Excerpted records start

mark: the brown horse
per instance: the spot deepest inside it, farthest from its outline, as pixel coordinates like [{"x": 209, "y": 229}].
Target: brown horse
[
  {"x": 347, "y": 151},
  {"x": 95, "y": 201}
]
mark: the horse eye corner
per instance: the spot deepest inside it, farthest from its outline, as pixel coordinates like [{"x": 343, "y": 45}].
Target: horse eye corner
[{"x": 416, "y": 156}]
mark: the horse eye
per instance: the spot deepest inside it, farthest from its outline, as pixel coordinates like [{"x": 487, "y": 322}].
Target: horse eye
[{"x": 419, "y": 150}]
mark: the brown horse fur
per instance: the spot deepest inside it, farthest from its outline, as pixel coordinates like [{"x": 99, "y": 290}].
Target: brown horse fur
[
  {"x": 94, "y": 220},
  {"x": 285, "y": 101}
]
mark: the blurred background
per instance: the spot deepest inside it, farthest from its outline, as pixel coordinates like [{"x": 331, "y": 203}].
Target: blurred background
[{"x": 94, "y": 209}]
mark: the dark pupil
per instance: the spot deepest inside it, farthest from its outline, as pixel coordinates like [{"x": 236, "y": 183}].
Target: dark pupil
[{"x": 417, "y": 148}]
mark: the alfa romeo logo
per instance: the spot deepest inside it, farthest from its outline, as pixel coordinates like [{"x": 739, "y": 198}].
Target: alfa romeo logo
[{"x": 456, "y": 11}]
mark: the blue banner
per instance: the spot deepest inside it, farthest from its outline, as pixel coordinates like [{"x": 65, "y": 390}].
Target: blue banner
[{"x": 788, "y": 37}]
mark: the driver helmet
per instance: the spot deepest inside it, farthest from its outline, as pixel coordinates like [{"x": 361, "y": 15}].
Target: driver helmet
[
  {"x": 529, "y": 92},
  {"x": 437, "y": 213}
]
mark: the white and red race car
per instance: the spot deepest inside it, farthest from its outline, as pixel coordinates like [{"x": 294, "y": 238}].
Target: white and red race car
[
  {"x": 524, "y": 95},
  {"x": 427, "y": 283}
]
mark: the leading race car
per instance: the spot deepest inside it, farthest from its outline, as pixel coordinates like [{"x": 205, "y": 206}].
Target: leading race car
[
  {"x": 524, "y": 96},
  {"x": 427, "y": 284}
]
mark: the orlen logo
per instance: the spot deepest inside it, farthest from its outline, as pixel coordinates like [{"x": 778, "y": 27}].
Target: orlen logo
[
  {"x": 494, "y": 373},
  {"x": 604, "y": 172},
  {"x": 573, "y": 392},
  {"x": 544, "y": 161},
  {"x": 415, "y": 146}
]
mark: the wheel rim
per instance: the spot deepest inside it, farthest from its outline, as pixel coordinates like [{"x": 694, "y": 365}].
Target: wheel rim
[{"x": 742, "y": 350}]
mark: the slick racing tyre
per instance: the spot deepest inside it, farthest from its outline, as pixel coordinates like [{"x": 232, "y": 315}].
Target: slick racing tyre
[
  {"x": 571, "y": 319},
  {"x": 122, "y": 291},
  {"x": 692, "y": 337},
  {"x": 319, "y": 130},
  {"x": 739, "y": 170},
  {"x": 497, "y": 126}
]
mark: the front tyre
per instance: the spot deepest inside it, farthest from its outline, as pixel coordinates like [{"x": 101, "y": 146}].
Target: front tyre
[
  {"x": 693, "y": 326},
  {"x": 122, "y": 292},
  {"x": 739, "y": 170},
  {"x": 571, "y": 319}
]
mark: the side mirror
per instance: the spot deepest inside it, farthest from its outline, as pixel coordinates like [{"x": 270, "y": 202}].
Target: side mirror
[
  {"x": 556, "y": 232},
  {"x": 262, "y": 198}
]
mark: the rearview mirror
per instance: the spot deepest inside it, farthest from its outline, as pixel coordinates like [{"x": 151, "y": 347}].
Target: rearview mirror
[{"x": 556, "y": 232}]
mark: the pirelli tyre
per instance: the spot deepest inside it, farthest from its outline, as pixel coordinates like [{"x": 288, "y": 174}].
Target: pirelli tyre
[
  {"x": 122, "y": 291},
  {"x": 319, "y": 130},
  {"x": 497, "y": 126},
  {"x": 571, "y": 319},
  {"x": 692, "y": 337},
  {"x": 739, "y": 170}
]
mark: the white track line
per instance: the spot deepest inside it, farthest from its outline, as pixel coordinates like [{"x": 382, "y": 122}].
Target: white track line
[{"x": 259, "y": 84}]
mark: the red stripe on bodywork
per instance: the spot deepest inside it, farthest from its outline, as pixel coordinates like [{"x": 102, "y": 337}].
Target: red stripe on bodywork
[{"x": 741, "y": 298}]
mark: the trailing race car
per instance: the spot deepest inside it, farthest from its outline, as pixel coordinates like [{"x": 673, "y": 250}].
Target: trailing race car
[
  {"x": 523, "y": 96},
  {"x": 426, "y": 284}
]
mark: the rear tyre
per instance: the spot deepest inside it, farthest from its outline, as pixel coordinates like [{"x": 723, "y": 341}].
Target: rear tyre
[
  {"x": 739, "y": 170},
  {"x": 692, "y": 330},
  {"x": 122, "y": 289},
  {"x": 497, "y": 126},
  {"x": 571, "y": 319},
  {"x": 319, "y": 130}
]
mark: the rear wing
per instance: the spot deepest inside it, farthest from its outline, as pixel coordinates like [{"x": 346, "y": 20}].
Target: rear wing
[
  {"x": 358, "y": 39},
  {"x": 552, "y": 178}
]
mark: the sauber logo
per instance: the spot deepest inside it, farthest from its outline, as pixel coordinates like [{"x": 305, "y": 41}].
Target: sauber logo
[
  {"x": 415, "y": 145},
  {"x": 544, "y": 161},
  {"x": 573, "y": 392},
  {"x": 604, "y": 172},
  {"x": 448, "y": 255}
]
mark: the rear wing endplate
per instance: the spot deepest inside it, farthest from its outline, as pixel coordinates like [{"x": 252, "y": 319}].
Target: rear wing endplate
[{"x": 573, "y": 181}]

Excerpted records end

_Problem to solve_
Print the whole listing again, exactly.

_Output for this exercise_
mark: the brown horse
per instance: the spot deepest inside it, farthest from its outline, as pixel coordinates like [{"x": 209, "y": 229}].
Target: brown horse
[
  {"x": 347, "y": 151},
  {"x": 95, "y": 201}
]
mark: the horse eye corner
per instance: the spot deepest inside it, farthest from its outline, as pixel coordinates like [{"x": 343, "y": 45}].
Target: horse eye corner
[{"x": 416, "y": 156}]
mark: the horse eye
per instance: the spot deepest inside it, farthest from its outline, as pixel coordinates like [{"x": 487, "y": 322}].
Target: horse eye
[{"x": 419, "y": 150}]
mark: the brown horse fur
per instance: the spot deepest inside it, farthest from its outline, as pixel coordinates like [{"x": 99, "y": 290}].
Target: brown horse fur
[
  {"x": 94, "y": 220},
  {"x": 285, "y": 101}
]
mark: the blurred background
per instance: the spot deepest inside it, farthest from its outline, as pixel coordinates like [{"x": 331, "y": 203}].
Target: blurred background
[{"x": 94, "y": 209}]
mark: the dark pupil
per instance: the spot deepest inside it, farthest from its outline, as pixel coordinates like [{"x": 236, "y": 183}].
Target: dark pupil
[{"x": 417, "y": 148}]
mark: the alfa romeo logo
per instance: the spot deepest inside it, farthest from its outline, as pixel coordinates like [{"x": 739, "y": 198}].
Target: alfa romeo logo
[{"x": 456, "y": 11}]
mark: the blue banner
per instance: the spot deepest inside it, farthest from its outline, as pixel coordinates like [{"x": 65, "y": 390}].
Target: blue banner
[{"x": 788, "y": 37}]
mark: the driver helmet
per instance: the spot deepest inside it, farthest from its outline, as pixel coordinates like [{"x": 361, "y": 15}].
Target: driver helmet
[
  {"x": 529, "y": 92},
  {"x": 437, "y": 213}
]
mark: the white and red race car
per instance: the spot deepest inside it, farthest from its outline, as pixel coordinates like [{"x": 294, "y": 238}].
Target: white and red race car
[
  {"x": 524, "y": 95},
  {"x": 427, "y": 283}
]
mark: the leading race car
per instance: the spot deepest inside it, farthest from its outline, as pixel coordinates like [{"x": 205, "y": 206}].
Target: leading race car
[
  {"x": 524, "y": 96},
  {"x": 427, "y": 284}
]
mark: the orlen logo
per instance: the spot deepest inside it, farthest from its outline, as pixel coordinates like [{"x": 778, "y": 27}].
Target: orlen logo
[
  {"x": 494, "y": 373},
  {"x": 604, "y": 172},
  {"x": 573, "y": 392},
  {"x": 544, "y": 161},
  {"x": 415, "y": 146}
]
mark: the wheel rim
per instance: the spot deepest inside it, farthest from its outline, as pixel coordinates like [{"x": 694, "y": 365}].
Target: wheel rim
[{"x": 742, "y": 350}]
mark: the slick racing tyre
per instance: the spot deepest inside it, farthest from its outline, as pixel coordinates like [{"x": 232, "y": 315}].
Target: slick racing tyre
[
  {"x": 571, "y": 319},
  {"x": 122, "y": 291},
  {"x": 692, "y": 337},
  {"x": 319, "y": 130},
  {"x": 739, "y": 170},
  {"x": 497, "y": 126}
]
mark: the front tyre
per instance: the spot deepest inside it, farthest from its outline, as pixel coordinates like [{"x": 101, "y": 146}].
Target: front tyre
[
  {"x": 693, "y": 326},
  {"x": 122, "y": 292},
  {"x": 739, "y": 170},
  {"x": 571, "y": 319}
]
mark: the side mirror
per instance: the spot deepest inside it, farthest from its outline, as pixel coordinates like [{"x": 270, "y": 202}].
Target: side mirror
[
  {"x": 556, "y": 232},
  {"x": 262, "y": 198}
]
mark: the rearview mirror
per instance: the spot deepest inside it, farthest from its outline, as pixel coordinates like [{"x": 151, "y": 347}].
Target: rearview mirror
[{"x": 556, "y": 232}]
mark: the pirelli tyre
per instance: the spot deepest inside it, farthest from its outline, as pixel coordinates like [{"x": 288, "y": 174}].
Target: pirelli tyre
[
  {"x": 122, "y": 291},
  {"x": 319, "y": 130},
  {"x": 497, "y": 126},
  {"x": 571, "y": 319},
  {"x": 692, "y": 337},
  {"x": 739, "y": 170}
]
mark: the white track line
per instance: the spot deepest inside it, farthest from its outline, as pixel coordinates like [{"x": 382, "y": 122}].
Target: white track line
[{"x": 259, "y": 84}]
mark: the red stripe on bodywork
per instance: the spot deepest inside it, farthest from its outline, as pixel coordinates like [{"x": 102, "y": 337}].
Target: red stripe on bodywork
[{"x": 741, "y": 298}]
mark: the trailing race car
per instance: the spot deepest inside it, farthest from its outline, as pixel coordinates like [{"x": 673, "y": 250}].
Target: trailing race car
[
  {"x": 523, "y": 96},
  {"x": 426, "y": 284}
]
mark: the rear tyre
per instance: the spot deepest inside it, farthest from its outline, as pixel coordinates like [{"x": 723, "y": 341}].
Target: rear tyre
[
  {"x": 739, "y": 170},
  {"x": 692, "y": 330},
  {"x": 122, "y": 289},
  {"x": 497, "y": 126},
  {"x": 571, "y": 319},
  {"x": 319, "y": 130}
]
mark: the rear wing
per instance: the spot deepest inside it, farthest from its outline, as pixel coordinates like [{"x": 346, "y": 20}].
Target: rear wing
[
  {"x": 358, "y": 39},
  {"x": 552, "y": 178}
]
mark: the sauber logo
per instance: the spot deepest inside it, farthest from its outline, as pixel coordinates like [{"x": 305, "y": 41}].
Target: sauber logo
[
  {"x": 415, "y": 145},
  {"x": 544, "y": 161},
  {"x": 573, "y": 392},
  {"x": 604, "y": 172},
  {"x": 448, "y": 255}
]
mark: the rear wing endplate
per instance: the spot deepest inside it, farthest from its outline, as pixel coordinates like [{"x": 252, "y": 319}].
Target: rear wing endplate
[{"x": 573, "y": 181}]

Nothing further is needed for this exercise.